» **Information provided**
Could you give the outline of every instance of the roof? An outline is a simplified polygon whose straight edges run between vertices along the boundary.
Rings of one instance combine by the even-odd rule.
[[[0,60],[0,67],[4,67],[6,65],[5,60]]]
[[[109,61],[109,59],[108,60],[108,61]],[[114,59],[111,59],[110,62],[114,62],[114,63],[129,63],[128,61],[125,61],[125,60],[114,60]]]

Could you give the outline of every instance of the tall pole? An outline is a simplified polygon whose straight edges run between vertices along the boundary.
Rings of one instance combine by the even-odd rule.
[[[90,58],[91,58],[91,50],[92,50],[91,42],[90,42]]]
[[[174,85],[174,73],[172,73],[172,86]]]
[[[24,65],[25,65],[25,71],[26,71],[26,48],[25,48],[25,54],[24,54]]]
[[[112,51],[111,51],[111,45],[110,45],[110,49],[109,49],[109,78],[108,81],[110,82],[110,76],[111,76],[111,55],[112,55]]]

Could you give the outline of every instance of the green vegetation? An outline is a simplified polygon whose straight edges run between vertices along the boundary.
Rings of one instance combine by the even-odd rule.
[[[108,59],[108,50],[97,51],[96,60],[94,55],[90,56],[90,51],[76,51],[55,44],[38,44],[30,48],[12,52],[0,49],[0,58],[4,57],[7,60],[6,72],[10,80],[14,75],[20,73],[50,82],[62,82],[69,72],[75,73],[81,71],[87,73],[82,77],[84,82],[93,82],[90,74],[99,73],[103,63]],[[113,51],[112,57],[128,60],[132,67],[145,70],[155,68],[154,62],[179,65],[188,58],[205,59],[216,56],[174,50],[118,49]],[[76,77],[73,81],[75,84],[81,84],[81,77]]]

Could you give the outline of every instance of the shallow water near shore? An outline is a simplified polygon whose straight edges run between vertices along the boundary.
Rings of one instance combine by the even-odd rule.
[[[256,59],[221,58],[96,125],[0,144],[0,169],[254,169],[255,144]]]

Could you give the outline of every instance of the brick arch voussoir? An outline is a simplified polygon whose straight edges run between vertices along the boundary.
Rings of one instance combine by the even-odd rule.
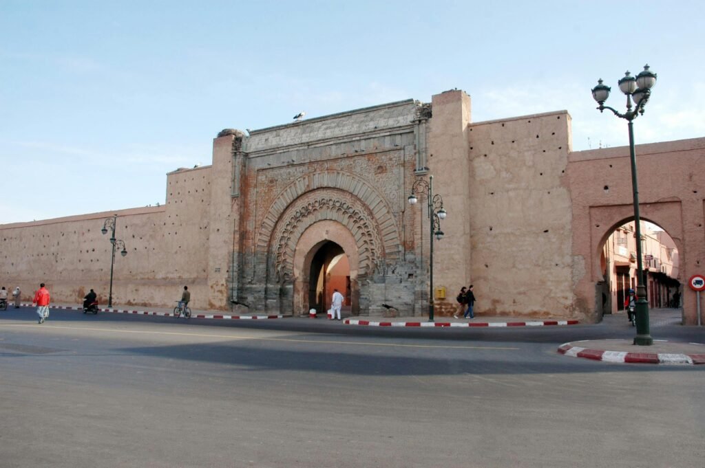
[[[350,232],[359,253],[360,274],[364,276],[376,271],[384,259],[384,247],[379,227],[368,221],[372,218],[369,208],[356,198],[348,203],[333,192],[319,190],[309,192],[282,213],[269,246],[273,254],[269,277],[278,282],[293,277],[295,246],[305,231],[321,217],[345,226],[343,221],[348,216],[354,218],[354,224],[359,228]]]
[[[337,189],[352,194],[364,206],[368,207],[370,219],[374,219],[377,226],[386,226],[381,235],[385,255],[391,259],[398,258],[400,252],[399,229],[384,197],[367,181],[343,171],[306,175],[285,188],[264,216],[255,241],[257,250],[263,252],[269,248],[272,235],[282,215],[295,203],[296,200],[307,193],[325,189]],[[321,213],[318,219],[329,219],[329,213]],[[390,226],[393,229],[390,229]]]

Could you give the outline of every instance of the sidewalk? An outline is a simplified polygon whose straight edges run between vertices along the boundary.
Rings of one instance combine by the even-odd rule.
[[[30,307],[29,303],[23,303],[23,307]],[[64,309],[82,311],[78,304],[52,304],[50,309]],[[238,307],[243,311],[246,308]],[[137,315],[157,315],[174,317],[173,309],[166,308],[134,308],[116,307],[101,308],[103,313],[134,314]],[[193,310],[192,319],[206,320],[271,320],[296,319],[312,320],[307,315],[292,316],[282,315],[266,315],[257,313],[240,313],[238,315],[214,313],[209,310]],[[680,309],[655,309],[650,311],[651,326],[679,324],[681,320]],[[348,317],[342,321],[329,320],[326,316],[319,314],[313,319],[319,322],[329,322],[333,324],[343,323],[348,326],[364,327],[392,327],[418,328],[501,328],[517,327],[546,327],[580,324],[578,320],[521,320],[517,317],[475,316],[474,319],[455,319],[453,317],[436,317],[434,322],[429,322],[425,317],[369,317],[360,318]],[[624,314],[605,316],[602,324],[608,327],[628,326]],[[705,338],[705,333],[704,333]],[[704,339],[705,341],[705,339]],[[699,343],[679,343],[676,341],[654,341],[651,346],[639,346],[632,344],[630,339],[581,340],[565,343],[558,348],[558,352],[565,356],[584,358],[606,362],[642,363],[642,364],[670,364],[698,365],[705,364],[705,344]]]
[[[651,327],[681,323],[681,310],[651,309]],[[610,327],[629,327],[625,314],[606,315],[603,323]],[[705,339],[705,329],[703,334]],[[584,358],[606,362],[640,364],[705,364],[705,344],[654,340],[650,346],[634,345],[632,339],[582,340],[565,343],[558,353],[572,358]]]
[[[24,307],[31,306],[30,303],[23,303]],[[63,309],[68,310],[77,310],[81,312],[82,308],[78,304],[51,304],[50,309]],[[192,311],[192,319],[216,319],[228,320],[271,320],[283,318],[305,318],[309,319],[308,315],[293,316],[283,315],[267,315],[257,313],[247,313],[246,308],[238,308],[243,310],[243,312],[238,315],[223,314],[222,312],[214,312],[211,310],[197,310]],[[99,308],[99,312],[104,313],[116,314],[134,314],[137,315],[157,315],[161,317],[173,317],[173,309],[166,308],[135,308],[125,306],[117,306],[113,308]],[[315,320],[327,321],[327,317],[324,314],[319,314]],[[333,323],[337,321],[332,321]],[[358,325],[366,327],[453,327],[453,328],[469,328],[469,327],[546,327],[559,325],[577,325],[580,323],[578,320],[565,320],[558,319],[547,320],[522,320],[513,317],[479,317],[475,316],[474,319],[455,319],[453,317],[436,317],[435,321],[429,322],[424,317],[397,317],[393,318],[387,317],[348,317],[343,318],[342,322],[346,325]]]
[[[31,307],[31,303],[22,303],[20,304],[23,307]],[[56,304],[51,303],[49,305],[49,310],[51,309],[63,309],[66,310],[76,310],[77,312],[82,312],[82,308],[80,304]],[[101,308],[98,309],[99,312],[104,313],[112,313],[112,314],[135,314],[136,315],[157,315],[160,317],[174,317],[173,308],[155,308],[155,307],[148,307],[140,309],[136,309],[134,308],[129,308],[125,306],[117,306],[113,308]],[[266,320],[266,319],[281,319],[283,318],[283,315],[272,315],[266,314],[242,314],[238,315],[233,315],[230,314],[222,314],[222,313],[209,313],[212,311],[200,311],[196,310],[191,310],[191,318],[192,319],[223,319],[226,320]]]

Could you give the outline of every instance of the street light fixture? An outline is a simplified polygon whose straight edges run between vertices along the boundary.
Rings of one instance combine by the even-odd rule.
[[[108,307],[113,306],[113,268],[115,265],[115,249],[122,248],[120,255],[125,256],[128,254],[128,251],[125,248],[125,242],[121,239],[115,239],[115,227],[117,224],[118,215],[114,215],[113,217],[106,218],[103,222],[103,229],[100,230],[104,235],[108,234],[108,229],[112,229],[110,236],[110,243],[113,244],[113,255],[110,258],[110,293],[108,294]]]
[[[443,232],[441,230],[441,220],[445,220],[448,212],[443,207],[443,197],[439,194],[433,194],[434,176],[429,176],[429,182],[419,179],[411,186],[411,195],[409,196],[409,203],[415,205],[419,201],[416,194],[424,195],[428,201],[428,217],[431,227],[431,237],[429,244],[431,248],[429,254],[429,322],[434,321],[434,236],[441,240]],[[423,242],[423,239],[422,239]]]
[[[651,96],[651,89],[656,84],[656,74],[649,70],[649,65],[644,66],[644,70],[636,76],[629,72],[618,82],[620,90],[627,95],[627,111],[620,113],[615,109],[605,106],[604,103],[610,96],[610,87],[602,84],[602,79],[597,81],[597,86],[592,89],[594,98],[602,112],[609,109],[615,115],[626,120],[629,123],[629,152],[632,161],[632,191],[634,194],[634,221],[636,224],[637,235],[637,336],[634,344],[651,346],[654,344],[649,329],[649,302],[646,301],[646,286],[644,277],[644,266],[642,255],[642,227],[639,216],[639,190],[637,186],[637,156],[634,148],[634,120],[644,115],[644,107]],[[632,102],[634,102],[634,108]]]

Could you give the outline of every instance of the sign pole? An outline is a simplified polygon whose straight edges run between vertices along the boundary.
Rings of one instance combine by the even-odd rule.
[[[698,327],[701,327],[701,321],[700,321],[700,291],[697,291],[697,295],[698,295]]]
[[[697,297],[698,304],[698,327],[702,326],[702,317],[700,312],[700,291],[705,290],[705,276],[702,274],[694,274],[688,280],[690,289],[695,291]]]

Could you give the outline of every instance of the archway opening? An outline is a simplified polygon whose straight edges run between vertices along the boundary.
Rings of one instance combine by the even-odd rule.
[[[343,248],[331,241],[323,243],[314,254],[309,274],[309,307],[319,312],[331,308],[333,291],[338,289],[345,298],[343,311],[352,303],[350,267]]]
[[[636,226],[633,218],[614,227],[601,244],[597,310],[603,315],[622,313],[629,290],[637,289]],[[642,220],[642,265],[651,309],[680,308],[682,289],[678,280],[680,258],[676,243],[662,227]]]

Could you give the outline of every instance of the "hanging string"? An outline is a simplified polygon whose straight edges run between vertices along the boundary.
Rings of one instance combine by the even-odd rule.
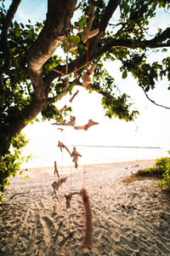
[[[63,73],[63,67],[62,67],[62,73]],[[65,130],[63,131],[63,141],[65,142]],[[63,163],[64,163],[64,152],[62,152],[61,156],[61,173],[60,173],[60,178],[63,178]],[[62,215],[62,199],[63,199],[63,183],[61,183],[61,192],[60,192],[60,224],[62,223],[61,215]],[[59,238],[60,237],[60,232],[59,234]]]
[[[90,4],[90,0],[88,0],[88,5]],[[89,19],[89,14],[88,14],[88,19]],[[88,48],[89,48],[89,42],[88,42],[88,33],[89,31],[87,31],[87,59],[86,59],[86,67],[87,67],[87,72],[88,72]],[[86,89],[88,90],[88,80],[86,82]],[[84,165],[83,167],[83,189],[86,188],[86,166]],[[85,237],[85,205],[83,204],[82,206],[82,241],[84,240]],[[83,247],[82,247],[82,255],[83,255]]]

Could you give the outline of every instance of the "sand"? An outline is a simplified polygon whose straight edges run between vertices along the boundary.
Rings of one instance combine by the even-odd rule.
[[[170,255],[170,201],[154,179],[124,183],[131,172],[150,166],[154,160],[64,167],[71,191],[83,187],[90,198],[93,246],[82,247],[82,201],[79,195],[66,210],[64,194],[70,192],[68,177],[53,199],[51,183],[57,180],[54,168],[28,171],[29,178],[11,179],[0,212],[0,255]],[[17,195],[16,193],[23,193]],[[70,213],[69,213],[70,212]],[[69,219],[69,215],[71,218]],[[60,220],[63,226],[56,237]],[[60,242],[75,231],[73,237]]]

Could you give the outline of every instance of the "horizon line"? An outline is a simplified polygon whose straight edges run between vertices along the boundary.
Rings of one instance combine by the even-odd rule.
[[[88,147],[88,148],[157,148],[161,149],[162,148],[161,147],[152,147],[152,146],[106,146],[106,145],[78,145],[78,144],[72,144],[71,145],[72,147]]]

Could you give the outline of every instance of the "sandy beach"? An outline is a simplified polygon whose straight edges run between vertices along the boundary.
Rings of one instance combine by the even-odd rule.
[[[0,255],[170,255],[169,196],[154,179],[122,182],[153,162],[63,167],[63,177],[68,178],[58,190],[60,202],[52,195],[51,184],[57,180],[54,167],[30,169],[28,178],[11,178],[0,212]],[[66,209],[64,195],[71,191],[70,172],[71,192],[82,189],[86,172],[93,218],[91,247],[82,247],[82,197],[72,196]],[[14,196],[16,193],[22,194]],[[69,231],[75,231],[74,236],[62,246]]]

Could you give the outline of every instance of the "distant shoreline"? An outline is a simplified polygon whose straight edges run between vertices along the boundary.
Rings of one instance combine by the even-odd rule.
[[[161,147],[143,147],[143,146],[103,146],[103,145],[78,145],[78,144],[74,144],[71,145],[72,147],[88,147],[88,148],[156,148],[156,149],[161,149],[162,148]]]

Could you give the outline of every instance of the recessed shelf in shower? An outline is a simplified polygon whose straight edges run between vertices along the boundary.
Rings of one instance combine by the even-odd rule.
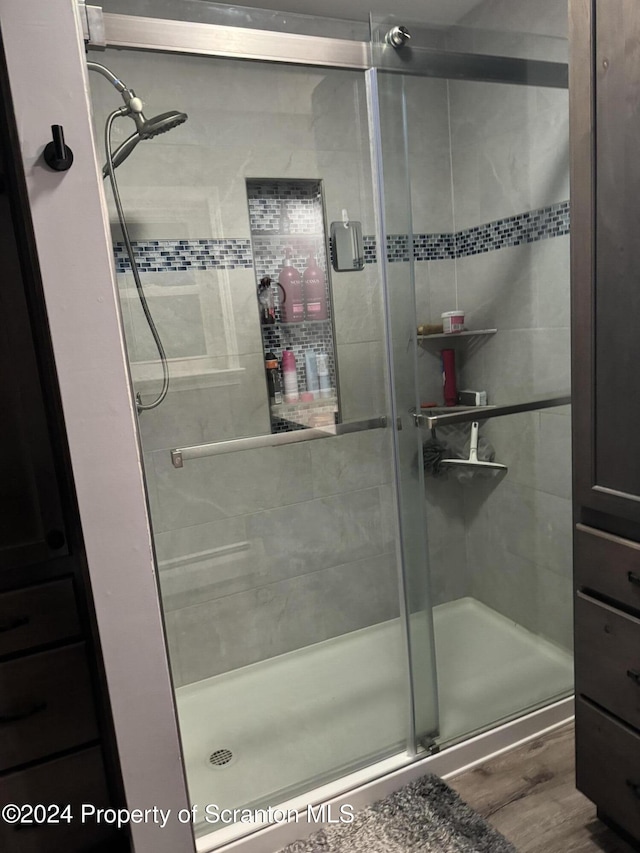
[[[319,397],[316,391],[316,399],[313,401],[272,405],[271,432],[289,432],[340,423],[322,182],[309,179],[251,178],[247,180],[247,199],[256,293],[262,280],[268,277],[271,281],[270,297],[273,300],[275,322],[261,326],[264,354],[273,353],[281,364],[283,351],[293,351],[298,390],[302,394],[309,390],[305,374],[305,353],[309,350],[314,351],[316,356],[325,353],[332,390],[329,397]],[[286,322],[287,317],[283,313],[284,291],[278,284],[285,259],[288,259],[287,262],[298,272],[301,280],[304,280],[310,261],[317,263],[325,281],[323,300],[326,304],[326,319],[305,317],[300,322]],[[307,310],[305,300],[304,311]]]

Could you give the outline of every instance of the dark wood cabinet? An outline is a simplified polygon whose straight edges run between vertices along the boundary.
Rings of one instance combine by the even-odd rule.
[[[0,803],[123,805],[66,433],[0,49]],[[125,851],[107,824],[9,825],[3,853]]]
[[[640,7],[570,20],[576,779],[640,845]]]

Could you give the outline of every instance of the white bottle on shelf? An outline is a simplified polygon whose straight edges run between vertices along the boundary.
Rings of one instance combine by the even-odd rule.
[[[319,352],[318,362],[318,384],[320,385],[320,396],[331,396],[331,383],[329,381],[329,358],[326,352]]]

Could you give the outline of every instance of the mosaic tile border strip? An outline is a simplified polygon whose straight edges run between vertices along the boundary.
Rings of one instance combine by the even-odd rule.
[[[113,247],[116,272],[130,272],[131,263],[124,243]],[[251,240],[144,240],[134,241],[133,251],[140,272],[186,272],[188,270],[251,269]]]
[[[416,234],[413,238],[413,257],[416,261],[447,261],[468,255],[494,252],[523,243],[536,243],[569,233],[569,202],[519,213],[497,219],[485,225],[466,228],[449,234]],[[286,239],[286,238],[284,238]],[[364,259],[367,264],[377,260],[375,237],[364,237]],[[133,243],[140,272],[186,272],[208,269],[251,269],[253,255],[248,238],[205,240],[146,240]],[[114,246],[116,272],[131,270],[124,247]],[[408,261],[409,238],[406,234],[387,236],[387,259],[390,263]]]
[[[561,237],[569,233],[569,218],[569,202],[561,201],[508,219],[466,228],[456,234],[456,257],[480,255],[508,246]]]

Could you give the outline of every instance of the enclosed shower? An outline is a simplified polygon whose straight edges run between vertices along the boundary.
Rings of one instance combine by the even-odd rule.
[[[542,2],[148,5],[105,3],[88,57],[184,110],[113,123],[124,235],[105,188],[166,641],[192,802],[264,808],[571,693],[566,42]],[[444,405],[443,349],[484,410]],[[425,471],[475,423],[503,467]]]

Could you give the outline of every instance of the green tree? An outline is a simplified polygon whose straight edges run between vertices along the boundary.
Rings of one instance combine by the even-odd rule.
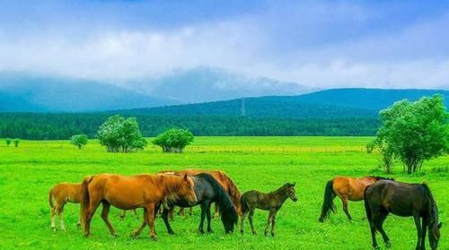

» **Given instruction**
Return every line of the listing above that contains the string "green", matching case exactly.

» **Exercise solution**
Could you give the outline of every instance of the green vegetation? An outline is a simplified polygon whose straight edges run between vertices along the boundary.
Could you give the outline of every instance of the green tree? An outline is a simplified polygon whose straight edges run between vertices along the boundary.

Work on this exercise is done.